Problem to work on
Lines with "metal" in them are to be located in the listing below and copied.
[Start of section]
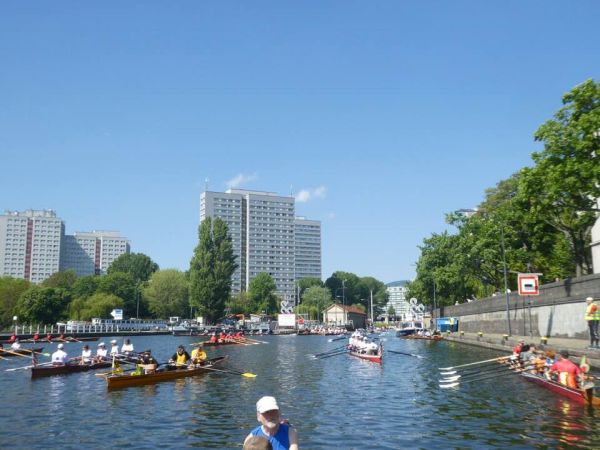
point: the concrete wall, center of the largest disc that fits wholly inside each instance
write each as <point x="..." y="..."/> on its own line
<point x="558" y="311"/>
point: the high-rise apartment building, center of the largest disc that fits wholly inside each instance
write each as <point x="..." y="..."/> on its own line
<point x="397" y="298"/>
<point x="91" y="253"/>
<point x="262" y="226"/>
<point x="307" y="236"/>
<point x="30" y="243"/>
<point x="33" y="246"/>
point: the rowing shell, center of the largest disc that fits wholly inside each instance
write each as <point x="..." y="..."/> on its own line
<point x="584" y="397"/>
<point x="378" y="358"/>
<point x="48" y="371"/>
<point x="23" y="352"/>
<point x="122" y="381"/>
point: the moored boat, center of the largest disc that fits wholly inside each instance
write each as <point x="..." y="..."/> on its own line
<point x="378" y="358"/>
<point x="9" y="352"/>
<point x="49" y="370"/>
<point x="585" y="397"/>
<point x="122" y="381"/>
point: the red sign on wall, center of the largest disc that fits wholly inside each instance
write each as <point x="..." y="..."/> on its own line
<point x="528" y="284"/>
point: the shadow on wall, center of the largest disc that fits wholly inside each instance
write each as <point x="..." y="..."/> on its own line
<point x="568" y="286"/>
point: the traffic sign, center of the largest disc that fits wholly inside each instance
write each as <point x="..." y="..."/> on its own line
<point x="528" y="284"/>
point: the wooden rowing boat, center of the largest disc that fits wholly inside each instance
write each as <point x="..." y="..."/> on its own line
<point x="428" y="338"/>
<point x="8" y="353"/>
<point x="378" y="358"/>
<point x="122" y="381"/>
<point x="49" y="370"/>
<point x="585" y="397"/>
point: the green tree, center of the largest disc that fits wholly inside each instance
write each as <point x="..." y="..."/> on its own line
<point x="64" y="280"/>
<point x="123" y="286"/>
<point x="167" y="294"/>
<point x="10" y="291"/>
<point x="138" y="265"/>
<point x="314" y="301"/>
<point x="562" y="188"/>
<point x="100" y="305"/>
<point x="211" y="269"/>
<point x="43" y="305"/>
<point x="262" y="296"/>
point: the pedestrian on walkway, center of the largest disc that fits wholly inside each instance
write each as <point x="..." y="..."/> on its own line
<point x="592" y="316"/>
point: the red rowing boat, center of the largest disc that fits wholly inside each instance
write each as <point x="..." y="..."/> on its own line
<point x="585" y="397"/>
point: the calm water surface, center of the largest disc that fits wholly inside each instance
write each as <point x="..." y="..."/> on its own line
<point x="339" y="402"/>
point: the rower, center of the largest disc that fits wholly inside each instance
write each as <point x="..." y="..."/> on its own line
<point x="16" y="345"/>
<point x="198" y="355"/>
<point x="59" y="357"/>
<point x="114" y="349"/>
<point x="147" y="363"/>
<point x="180" y="358"/>
<point x="566" y="369"/>
<point x="86" y="355"/>
<point x="127" y="347"/>
<point x="101" y="352"/>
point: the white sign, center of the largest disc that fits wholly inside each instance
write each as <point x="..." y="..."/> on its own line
<point x="528" y="284"/>
<point x="286" y="320"/>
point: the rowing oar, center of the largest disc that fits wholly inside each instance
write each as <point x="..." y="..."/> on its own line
<point x="500" y="358"/>
<point x="341" y="352"/>
<point x="404" y="353"/>
<point x="24" y="356"/>
<point x="473" y="370"/>
<point x="450" y="384"/>
<point x="234" y="372"/>
<point x="49" y="363"/>
<point x="333" y="350"/>
<point x="474" y="374"/>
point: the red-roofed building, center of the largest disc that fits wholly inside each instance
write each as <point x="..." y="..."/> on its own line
<point x="350" y="316"/>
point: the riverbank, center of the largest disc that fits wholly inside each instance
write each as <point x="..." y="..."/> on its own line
<point x="577" y="348"/>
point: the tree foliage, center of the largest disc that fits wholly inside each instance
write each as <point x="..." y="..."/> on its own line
<point x="43" y="305"/>
<point x="10" y="291"/>
<point x="262" y="295"/>
<point x="167" y="294"/>
<point x="138" y="265"/>
<point x="211" y="269"/>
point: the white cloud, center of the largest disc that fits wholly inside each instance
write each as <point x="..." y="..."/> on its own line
<point x="306" y="195"/>
<point x="240" y="179"/>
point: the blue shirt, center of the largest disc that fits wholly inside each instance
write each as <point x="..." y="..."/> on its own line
<point x="281" y="440"/>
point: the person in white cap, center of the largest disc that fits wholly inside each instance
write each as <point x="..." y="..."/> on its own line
<point x="59" y="357"/>
<point x="101" y="352"/>
<point x="279" y="433"/>
<point x="592" y="316"/>
<point x="114" y="349"/>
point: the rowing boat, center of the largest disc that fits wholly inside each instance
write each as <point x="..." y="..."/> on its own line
<point x="585" y="397"/>
<point x="378" y="358"/>
<point x="8" y="353"/>
<point x="216" y="344"/>
<point x="122" y="381"/>
<point x="48" y="370"/>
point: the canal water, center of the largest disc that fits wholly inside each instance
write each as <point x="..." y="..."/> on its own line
<point x="339" y="402"/>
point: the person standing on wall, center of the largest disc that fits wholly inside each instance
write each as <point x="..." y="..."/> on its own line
<point x="592" y="316"/>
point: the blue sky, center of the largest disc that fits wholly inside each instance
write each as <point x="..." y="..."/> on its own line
<point x="382" y="115"/>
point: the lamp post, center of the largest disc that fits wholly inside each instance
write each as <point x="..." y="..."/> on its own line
<point x="505" y="280"/>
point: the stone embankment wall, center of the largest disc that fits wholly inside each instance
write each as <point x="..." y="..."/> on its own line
<point x="558" y="311"/>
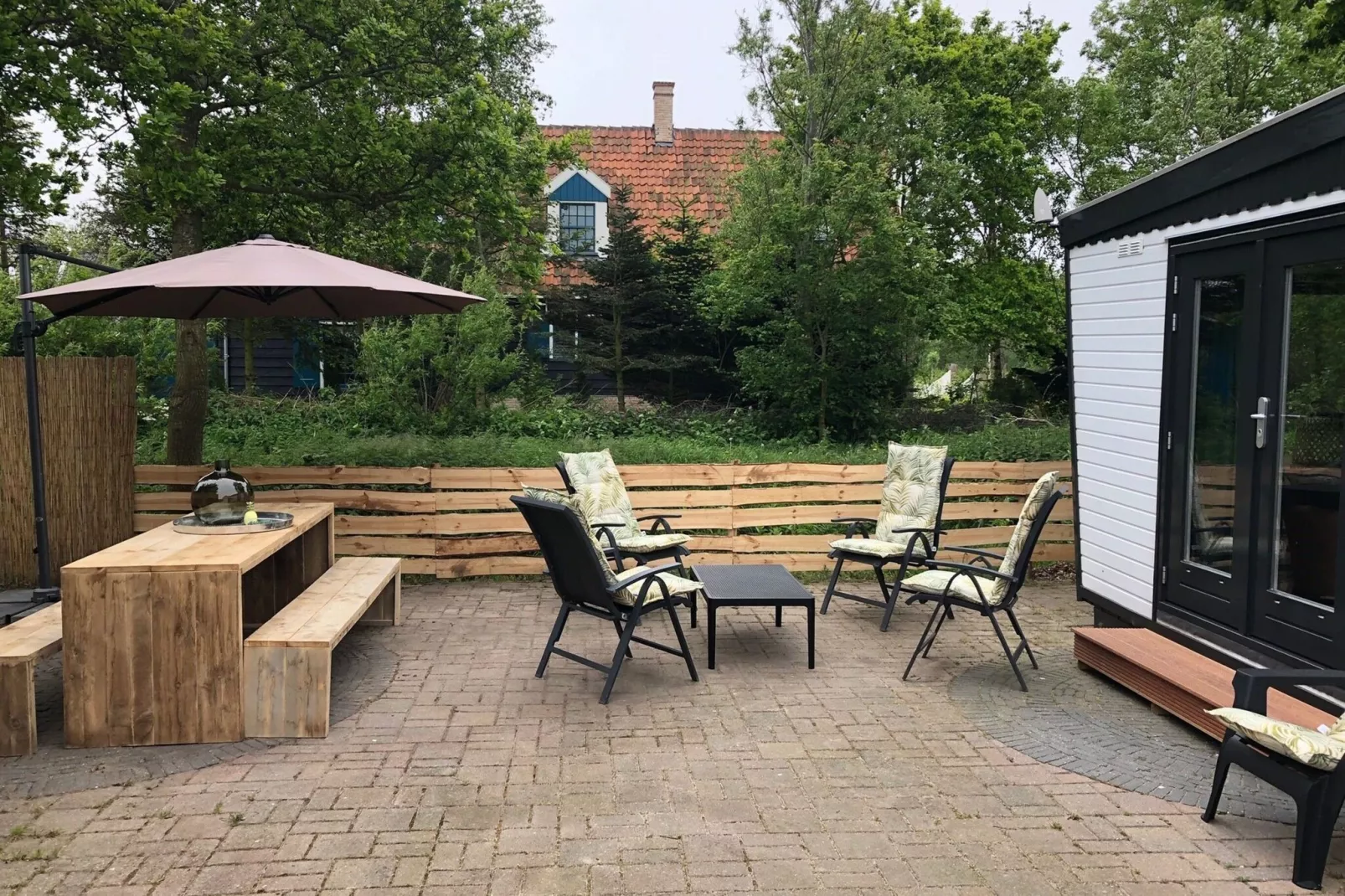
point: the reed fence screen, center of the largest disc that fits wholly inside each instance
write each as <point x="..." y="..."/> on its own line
<point x="88" y="409"/>
<point x="457" y="521"/>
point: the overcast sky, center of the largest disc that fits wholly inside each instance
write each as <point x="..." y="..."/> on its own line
<point x="608" y="53"/>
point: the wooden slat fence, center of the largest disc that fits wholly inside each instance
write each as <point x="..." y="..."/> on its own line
<point x="457" y="521"/>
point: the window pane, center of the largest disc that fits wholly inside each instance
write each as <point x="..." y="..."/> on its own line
<point x="1219" y="306"/>
<point x="579" y="228"/>
<point x="1312" y="430"/>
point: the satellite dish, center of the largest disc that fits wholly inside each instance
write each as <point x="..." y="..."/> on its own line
<point x="1041" y="208"/>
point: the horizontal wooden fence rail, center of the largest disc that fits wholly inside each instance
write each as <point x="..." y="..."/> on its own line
<point x="457" y="521"/>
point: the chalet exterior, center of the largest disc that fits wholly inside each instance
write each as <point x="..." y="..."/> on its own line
<point x="1207" y="332"/>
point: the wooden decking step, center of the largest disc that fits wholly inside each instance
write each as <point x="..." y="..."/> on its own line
<point x="1178" y="678"/>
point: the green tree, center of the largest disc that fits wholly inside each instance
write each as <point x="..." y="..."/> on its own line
<point x="619" y="312"/>
<point x="696" y="358"/>
<point x="821" y="268"/>
<point x="359" y="126"/>
<point x="1171" y="77"/>
<point x="38" y="78"/>
<point x="446" y="363"/>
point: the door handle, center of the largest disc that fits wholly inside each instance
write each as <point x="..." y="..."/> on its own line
<point x="1262" y="408"/>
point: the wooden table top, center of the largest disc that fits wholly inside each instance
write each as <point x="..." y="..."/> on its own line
<point x="164" y="549"/>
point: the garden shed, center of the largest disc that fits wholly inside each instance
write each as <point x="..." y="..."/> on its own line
<point x="1207" y="332"/>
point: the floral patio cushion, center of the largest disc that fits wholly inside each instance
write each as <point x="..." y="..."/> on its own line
<point x="935" y="580"/>
<point x="911" y="489"/>
<point x="599" y="487"/>
<point x="661" y="541"/>
<point x="572" y="502"/>
<point x="677" y="585"/>
<point x="1038" y="498"/>
<point x="994" y="588"/>
<point x="879" y="547"/>
<point x="1309" y="747"/>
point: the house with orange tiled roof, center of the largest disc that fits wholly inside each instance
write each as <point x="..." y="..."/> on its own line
<point x="665" y="167"/>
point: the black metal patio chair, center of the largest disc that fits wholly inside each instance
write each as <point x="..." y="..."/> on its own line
<point x="1304" y="763"/>
<point x="907" y="528"/>
<point x="594" y="478"/>
<point x="982" y="588"/>
<point x="587" y="584"/>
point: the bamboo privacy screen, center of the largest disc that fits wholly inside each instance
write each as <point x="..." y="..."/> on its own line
<point x="455" y="523"/>
<point x="89" y="440"/>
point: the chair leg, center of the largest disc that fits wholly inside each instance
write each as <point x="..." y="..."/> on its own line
<point x="628" y="654"/>
<point x="920" y="645"/>
<point x="681" y="641"/>
<point x="1013" y="662"/>
<point x="832" y="585"/>
<point x="888" y="596"/>
<point x="1313" y="838"/>
<point x="556" y="636"/>
<point x="1216" y="790"/>
<point x="943" y="616"/>
<point x="1017" y="630"/>
<point x="623" y="650"/>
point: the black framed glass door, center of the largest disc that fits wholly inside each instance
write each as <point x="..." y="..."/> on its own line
<point x="1211" y="458"/>
<point x="1298" y="537"/>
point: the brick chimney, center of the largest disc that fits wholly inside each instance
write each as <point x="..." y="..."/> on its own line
<point x="663" y="113"/>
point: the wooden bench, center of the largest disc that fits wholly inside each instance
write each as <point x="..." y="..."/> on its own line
<point x="22" y="645"/>
<point x="288" y="661"/>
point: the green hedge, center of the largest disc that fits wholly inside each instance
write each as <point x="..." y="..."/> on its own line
<point x="271" y="432"/>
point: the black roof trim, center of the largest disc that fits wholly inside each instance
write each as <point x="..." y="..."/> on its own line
<point x="1222" y="179"/>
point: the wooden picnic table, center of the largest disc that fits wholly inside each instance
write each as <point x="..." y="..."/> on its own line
<point x="153" y="627"/>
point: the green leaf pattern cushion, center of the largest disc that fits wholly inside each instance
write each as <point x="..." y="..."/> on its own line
<point x="599" y="487"/>
<point x="677" y="585"/>
<point x="910" y="489"/>
<point x="572" y="502"/>
<point x="994" y="588"/>
<point x="1309" y="747"/>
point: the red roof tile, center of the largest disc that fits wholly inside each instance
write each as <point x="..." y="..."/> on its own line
<point x="697" y="168"/>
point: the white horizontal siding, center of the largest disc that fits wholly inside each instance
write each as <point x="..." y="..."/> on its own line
<point x="1118" y="308"/>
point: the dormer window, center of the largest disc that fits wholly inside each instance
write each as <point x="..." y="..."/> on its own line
<point x="579" y="228"/>
<point x="577" y="212"/>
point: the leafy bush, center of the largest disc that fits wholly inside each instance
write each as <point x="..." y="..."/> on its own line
<point x="339" y="430"/>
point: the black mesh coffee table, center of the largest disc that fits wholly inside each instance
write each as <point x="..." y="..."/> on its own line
<point x="768" y="585"/>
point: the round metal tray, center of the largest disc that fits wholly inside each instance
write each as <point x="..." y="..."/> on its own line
<point x="266" y="521"/>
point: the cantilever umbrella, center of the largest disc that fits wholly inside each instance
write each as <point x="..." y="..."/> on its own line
<point x="262" y="277"/>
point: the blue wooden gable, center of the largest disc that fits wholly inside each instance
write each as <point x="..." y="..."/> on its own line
<point x="577" y="188"/>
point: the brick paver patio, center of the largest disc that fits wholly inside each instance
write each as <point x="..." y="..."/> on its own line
<point x="470" y="776"/>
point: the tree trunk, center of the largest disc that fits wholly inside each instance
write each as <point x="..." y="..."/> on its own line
<point x="191" y="385"/>
<point x="822" y="397"/>
<point x="621" y="362"/>
<point x="249" y="357"/>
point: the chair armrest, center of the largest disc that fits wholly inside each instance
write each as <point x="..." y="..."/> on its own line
<point x="969" y="569"/>
<point x="856" y="525"/>
<point x="1250" y="685"/>
<point x="658" y="519"/>
<point x="648" y="579"/>
<point x="979" y="552"/>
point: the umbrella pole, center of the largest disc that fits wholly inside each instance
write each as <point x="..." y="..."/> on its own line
<point x="44" y="591"/>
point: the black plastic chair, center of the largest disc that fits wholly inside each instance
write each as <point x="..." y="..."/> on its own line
<point x="585" y="584"/>
<point x="927" y="540"/>
<point x="982" y="578"/>
<point x="1317" y="793"/>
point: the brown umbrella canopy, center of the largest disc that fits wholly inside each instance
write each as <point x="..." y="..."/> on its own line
[End of section]
Solution
point: the black metal patio chair, center of the largest disc that fits wholly inside each instance
point: the round metal tray, center of the largest disc that fits wholly inside each instance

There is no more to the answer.